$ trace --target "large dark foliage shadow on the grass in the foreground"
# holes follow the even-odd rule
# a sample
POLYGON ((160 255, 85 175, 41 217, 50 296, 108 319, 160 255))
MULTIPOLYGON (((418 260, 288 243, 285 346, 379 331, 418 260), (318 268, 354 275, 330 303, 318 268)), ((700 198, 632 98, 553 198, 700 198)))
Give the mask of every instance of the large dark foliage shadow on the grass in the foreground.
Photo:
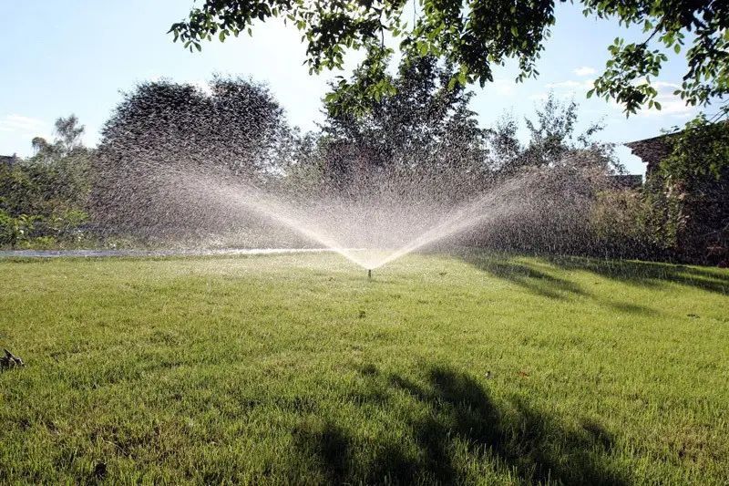
MULTIPOLYGON (((411 413, 406 415, 406 432, 397 442, 377 437, 357 440, 331 420, 319 427, 296 429, 294 443, 306 457, 316 458, 320 472, 331 483, 473 481, 464 459, 488 461, 501 472, 508 468, 527 482, 627 483, 604 466, 612 439, 595 422, 568 430, 521 400, 501 410, 476 379, 447 367, 429 369, 426 386, 404 377, 380 375, 372 366, 363 374, 377 384, 378 407, 392 407, 381 399, 383 395, 392 398, 406 393, 425 413, 413 414, 407 408, 411 413), (374 457, 355 460, 355 456, 361 457, 357 448, 363 453, 375 451, 374 457), (463 448, 467 458, 463 458, 463 448)), ((357 400, 366 401, 367 397, 357 400)))

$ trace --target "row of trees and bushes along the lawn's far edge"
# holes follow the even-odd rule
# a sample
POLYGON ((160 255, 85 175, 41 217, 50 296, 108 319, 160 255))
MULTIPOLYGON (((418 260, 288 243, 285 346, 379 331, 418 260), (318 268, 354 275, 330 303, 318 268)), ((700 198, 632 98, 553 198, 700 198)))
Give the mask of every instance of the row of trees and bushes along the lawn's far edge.
POLYGON ((333 84, 323 123, 308 133, 289 127, 268 89, 246 79, 215 78, 208 91, 143 83, 125 94, 97 149, 81 145, 83 127, 71 116, 56 121, 54 140, 33 140, 33 157, 0 168, 0 243, 139 244, 154 235, 165 242, 231 226, 261 229, 252 215, 211 213, 176 199, 169 186, 180 173, 246 181, 290 198, 395 194, 457 204, 523 171, 540 171, 539 188, 524 193, 529 210, 472 232, 468 243, 724 261, 724 123, 695 122, 642 189, 621 189, 611 184, 622 171, 611 145, 595 139, 601 125, 576 131, 576 103, 550 96, 525 120, 529 137, 522 142, 513 117, 479 127, 469 109, 473 93, 449 87, 452 75, 436 57, 406 58, 387 75, 395 91, 358 114, 340 109, 349 91, 333 84))

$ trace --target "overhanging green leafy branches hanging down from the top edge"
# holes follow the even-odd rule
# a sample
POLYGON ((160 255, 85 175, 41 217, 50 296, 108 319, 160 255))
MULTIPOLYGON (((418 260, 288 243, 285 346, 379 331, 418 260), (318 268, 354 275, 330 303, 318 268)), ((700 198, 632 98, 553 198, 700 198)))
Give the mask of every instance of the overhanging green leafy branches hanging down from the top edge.
MULTIPOLYGON (((651 78, 661 72, 665 51, 685 49, 688 69, 676 91, 687 103, 706 105, 729 94, 729 3, 723 0, 579 0, 585 16, 617 20, 621 26, 642 26, 642 42, 617 37, 605 71, 588 96, 614 98, 627 114, 644 105, 661 109, 651 78), (684 46, 692 36, 691 47, 684 46)), ((257 21, 282 16, 308 42, 310 72, 344 66, 347 49, 363 48, 361 76, 340 82, 349 103, 379 98, 393 90, 386 76, 392 47, 385 33, 399 40, 407 58, 434 56, 456 67, 449 85, 493 81, 493 67, 507 59, 519 62, 518 80, 536 78, 536 63, 555 23, 556 0, 418 0, 412 14, 406 0, 204 0, 169 33, 185 47, 201 49, 213 36, 224 41, 241 32, 252 33, 257 21), (411 21, 412 19, 412 21, 411 21)), ((726 113, 726 107, 724 107, 726 113)))

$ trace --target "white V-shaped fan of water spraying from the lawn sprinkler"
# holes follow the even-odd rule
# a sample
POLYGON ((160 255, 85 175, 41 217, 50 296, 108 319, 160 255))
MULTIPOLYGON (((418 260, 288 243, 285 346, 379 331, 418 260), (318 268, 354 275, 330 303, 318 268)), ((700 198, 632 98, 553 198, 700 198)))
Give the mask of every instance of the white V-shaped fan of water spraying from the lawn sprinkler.
MULTIPOLYGON (((138 165, 155 174, 160 169, 146 162, 139 162, 138 165)), ((251 226, 251 230, 259 228, 259 225, 262 229, 268 229, 269 224, 273 223, 274 227, 293 230, 307 241, 317 243, 316 246, 342 254, 354 264, 367 269, 370 281, 373 269, 407 253, 477 225, 513 218, 515 213, 525 207, 523 188, 528 188, 531 180, 528 176, 515 177, 463 202, 441 205, 411 200, 407 194, 400 195, 397 191, 393 195, 385 193, 375 200, 367 201, 350 200, 349 196, 334 197, 331 201, 317 200, 305 194, 297 196, 263 191, 248 182, 233 181, 217 176, 214 172, 175 168, 154 178, 141 178, 141 181, 151 184, 149 188, 145 186, 145 191, 150 191, 151 199, 163 194, 156 189, 157 185, 175 188, 175 192, 170 193, 174 197, 169 197, 169 201, 165 202, 159 200, 159 208, 155 209, 169 215, 173 210, 185 208, 184 214, 171 213, 169 222, 165 220, 167 223, 179 224, 183 232, 192 222, 208 220, 211 232, 217 231, 216 225, 221 224, 219 220, 225 221, 227 227, 232 222, 241 228, 251 226), (210 218, 211 215, 214 217, 210 218)), ((116 184, 118 181, 125 179, 117 177, 110 183, 116 184)), ((129 194, 136 193, 129 191, 129 194)), ((108 202, 109 207, 114 208, 114 212, 110 212, 112 216, 118 212, 124 214, 132 222, 132 228, 138 228, 142 235, 147 235, 149 230, 156 230, 152 220, 156 216, 155 212, 140 211, 139 204, 134 201, 119 199, 116 190, 109 193, 114 195, 112 201, 108 202), (132 203, 127 205, 129 202, 132 203)), ((113 222, 110 220, 109 224, 113 222)), ((129 222, 118 223, 124 224, 129 222)), ((165 231, 166 228, 162 226, 161 230, 165 231)), ((177 226, 172 225, 170 228, 177 226)), ((246 235, 241 229, 241 236, 246 235)), ((293 237, 293 241, 299 243, 298 236, 281 235, 277 230, 272 231, 270 237, 293 237)))

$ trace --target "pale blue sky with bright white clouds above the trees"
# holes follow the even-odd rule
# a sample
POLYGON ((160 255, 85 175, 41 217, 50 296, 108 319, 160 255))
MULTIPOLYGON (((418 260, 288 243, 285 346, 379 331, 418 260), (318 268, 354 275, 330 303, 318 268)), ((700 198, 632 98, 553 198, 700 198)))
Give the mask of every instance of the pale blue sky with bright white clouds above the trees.
MULTIPOLYGON (((200 0, 198 0, 200 2, 200 0)), ((173 43, 169 26, 182 19, 192 2, 179 0, 0 0, 0 155, 31 154, 30 140, 52 138, 53 122, 77 115, 87 132, 84 142, 98 142, 99 129, 121 100, 121 93, 150 79, 202 84, 214 74, 262 81, 286 110, 293 125, 315 129, 321 121, 321 98, 327 80, 342 73, 310 76, 303 66, 305 45, 293 26, 256 24, 253 36, 206 43, 190 53, 173 43)), ((656 80, 662 110, 646 110, 626 119, 621 107, 603 99, 586 99, 591 82, 608 58, 615 36, 640 39, 610 20, 588 19, 580 5, 558 5, 557 25, 537 69, 540 76, 517 84, 513 66, 495 68, 495 81, 473 87, 472 108, 483 127, 511 113, 521 123, 549 91, 580 103, 580 125, 601 120, 600 140, 621 144, 659 135, 683 125, 697 110, 673 97, 685 69, 682 55, 670 55, 656 80)), ((349 63, 354 65, 353 62, 349 63)), ((643 164, 619 148, 631 173, 643 164)))

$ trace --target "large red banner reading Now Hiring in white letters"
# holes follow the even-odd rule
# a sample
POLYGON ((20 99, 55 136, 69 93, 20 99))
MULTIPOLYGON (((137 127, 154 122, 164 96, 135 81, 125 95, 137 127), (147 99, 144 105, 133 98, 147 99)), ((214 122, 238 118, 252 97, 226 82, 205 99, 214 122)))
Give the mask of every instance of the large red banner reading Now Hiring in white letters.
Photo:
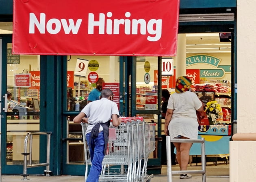
POLYGON ((179 0, 13 0, 13 54, 175 56, 179 0))

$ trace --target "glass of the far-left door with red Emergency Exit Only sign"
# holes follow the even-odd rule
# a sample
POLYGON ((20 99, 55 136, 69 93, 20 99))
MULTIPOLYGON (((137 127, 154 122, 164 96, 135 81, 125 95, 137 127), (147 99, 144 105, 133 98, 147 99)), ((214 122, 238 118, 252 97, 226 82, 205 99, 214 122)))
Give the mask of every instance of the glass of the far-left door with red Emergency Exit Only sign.
MULTIPOLYGON (((39 56, 12 55, 7 45, 7 164, 23 165, 24 139, 39 131, 39 56)), ((29 141, 28 141, 29 143, 29 141)), ((39 136, 33 137, 33 163, 39 163, 39 136)))

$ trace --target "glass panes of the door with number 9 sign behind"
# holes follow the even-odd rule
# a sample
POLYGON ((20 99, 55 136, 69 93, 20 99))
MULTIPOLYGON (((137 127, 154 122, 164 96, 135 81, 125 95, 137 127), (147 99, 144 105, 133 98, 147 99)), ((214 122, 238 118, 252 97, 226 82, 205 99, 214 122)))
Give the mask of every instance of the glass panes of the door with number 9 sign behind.
MULTIPOLYGON (((97 78, 103 78, 105 83, 119 83, 118 56, 70 56, 67 61, 67 111, 81 111, 87 105, 87 98, 91 90, 96 88, 95 82, 89 78, 90 73, 96 73, 97 78), (88 66, 78 64, 87 61, 88 66), (76 71, 81 71, 79 76, 76 71), (79 107, 76 107, 79 104, 79 107)), ((95 74, 94 73, 94 74, 95 74)), ((74 123, 75 116, 67 116, 67 164, 84 163, 84 146, 82 141, 82 127, 74 123)))

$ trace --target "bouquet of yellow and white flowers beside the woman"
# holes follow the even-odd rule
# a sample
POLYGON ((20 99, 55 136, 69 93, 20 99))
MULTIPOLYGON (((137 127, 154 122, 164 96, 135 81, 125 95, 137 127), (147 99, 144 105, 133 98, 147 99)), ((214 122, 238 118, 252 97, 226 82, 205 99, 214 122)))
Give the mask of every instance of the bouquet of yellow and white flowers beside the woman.
POLYGON ((216 123, 217 118, 221 115, 221 107, 217 103, 217 101, 210 101, 206 104, 206 115, 209 119, 210 125, 213 125, 216 123))

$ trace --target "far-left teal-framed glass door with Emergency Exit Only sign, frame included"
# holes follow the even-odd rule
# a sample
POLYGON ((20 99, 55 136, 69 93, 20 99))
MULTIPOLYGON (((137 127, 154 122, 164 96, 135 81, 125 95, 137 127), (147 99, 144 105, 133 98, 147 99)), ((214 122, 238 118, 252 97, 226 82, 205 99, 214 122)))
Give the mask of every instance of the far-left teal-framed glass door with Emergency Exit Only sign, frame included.
MULTIPOLYGON (((2 36, 1 45, 2 173, 22 174, 24 139, 28 132, 39 131, 39 59, 38 56, 13 55, 11 36, 2 36)), ((37 164, 40 154, 39 136, 33 137, 32 146, 32 164, 37 164)), ((28 174, 43 173, 40 168, 30 168, 28 174)))

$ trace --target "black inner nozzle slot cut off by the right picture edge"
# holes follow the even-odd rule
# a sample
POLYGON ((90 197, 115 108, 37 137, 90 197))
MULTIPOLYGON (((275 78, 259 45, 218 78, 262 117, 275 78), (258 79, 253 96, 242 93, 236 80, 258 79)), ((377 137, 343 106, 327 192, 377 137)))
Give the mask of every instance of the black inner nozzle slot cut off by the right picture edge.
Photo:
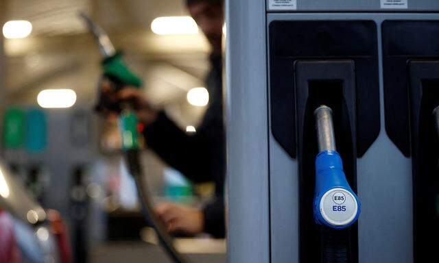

> _About this exercise_
Leave every picture out and set down exactly the lines running from the one with "Give the mask of every instance of the black" to the last line of the material above.

> _Solution for this problem_
Give the mask of every instance of the black inner nozzle slot cut off by the right picture edge.
Photo:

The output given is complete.